» **Work to complete**: The entries that follow must be written out exactly, without any of the pictures they contain.

Stored records
· · · · ·
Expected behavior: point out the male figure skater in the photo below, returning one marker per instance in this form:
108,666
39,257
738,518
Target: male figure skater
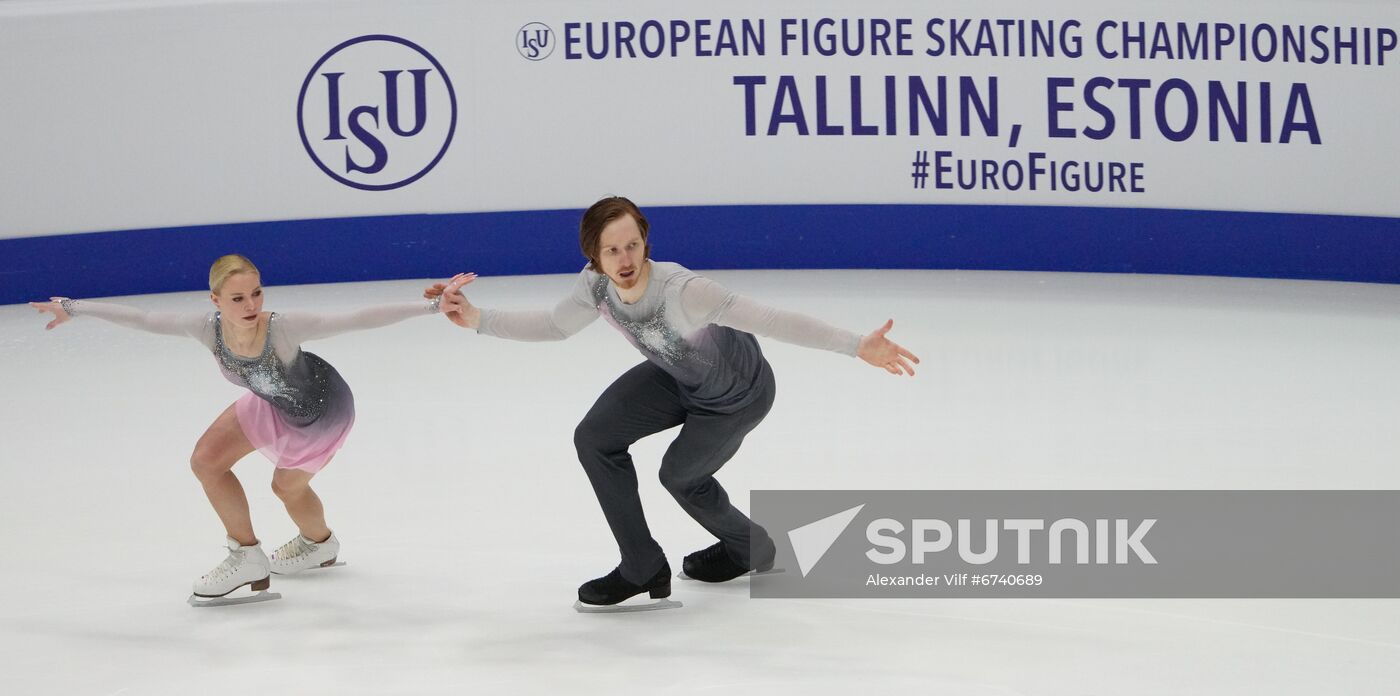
704,371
· · · · ·
» **Solved problem**:
Expected behavior: point out the male figure skater in the photo below, returning one marker per instance in this form:
108,666
39,257
738,518
Target: male figure skater
704,371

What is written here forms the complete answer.